* BEGIN RECORDS SUPPLIED *

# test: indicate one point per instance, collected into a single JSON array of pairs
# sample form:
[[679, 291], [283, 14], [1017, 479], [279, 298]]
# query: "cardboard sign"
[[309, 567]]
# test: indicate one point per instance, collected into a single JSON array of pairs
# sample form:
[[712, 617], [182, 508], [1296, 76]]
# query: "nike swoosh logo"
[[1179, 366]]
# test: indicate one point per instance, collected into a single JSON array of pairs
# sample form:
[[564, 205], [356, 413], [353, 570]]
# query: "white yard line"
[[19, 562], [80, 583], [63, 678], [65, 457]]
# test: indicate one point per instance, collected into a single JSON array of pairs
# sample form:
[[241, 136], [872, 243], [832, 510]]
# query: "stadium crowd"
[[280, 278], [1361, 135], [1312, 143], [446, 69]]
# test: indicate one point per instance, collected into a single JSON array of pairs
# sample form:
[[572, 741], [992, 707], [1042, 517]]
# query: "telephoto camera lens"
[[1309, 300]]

* END RECORDS SUPPLIED *

Render every line of the listing above as a Markdown table with the columns Row and Line, numbering each line in Row and leaving out blank lines.

| Row | Line |
|---|---|
| 1 | # test: indicate one point per instance, collected into a single JSON array of pairs |
| 2 | # sample form: |
| 3 | [[679, 291], [283, 14], [1017, 479], [279, 298]] |
| 4 | # query: "cardboard sign" |
| 5 | [[309, 567]] |
| 6 | # test: indicate one point per instance, collected into a single JSON array of pairs |
| 7 | # sample form: |
| 8 | [[712, 617], [182, 508], [1296, 76]] |
| 9 | # query: "nike swoosh logo" |
| 10 | [[1179, 366]] |
| 11 | # test: indicate one point per instance, collected into a single JSON array of pairs |
| 12 | # sample form: |
| 13 | [[564, 205], [356, 413], [353, 570]] |
| 14 | # query: "white yard line" |
| 15 | [[19, 562], [80, 583], [63, 678], [65, 457]] |
| 16 | # test: indicate one point per instance, collected into a single JSON array of pairs |
| 17 | # sample form: |
| 18 | [[241, 136], [872, 243], [832, 510]] |
| 19 | # query: "stadium crowd" |
| 20 | [[280, 278], [1361, 135], [1312, 143], [446, 69]] |
| 21 | # test: indicate one point per instance, collected into a single JSON array of pairs |
| 22 | # sample form: |
| 23 | [[572, 741], [992, 707], [1042, 517]] |
| 24 | # query: "telephoto camera lens" |
| 25 | [[1309, 300]] |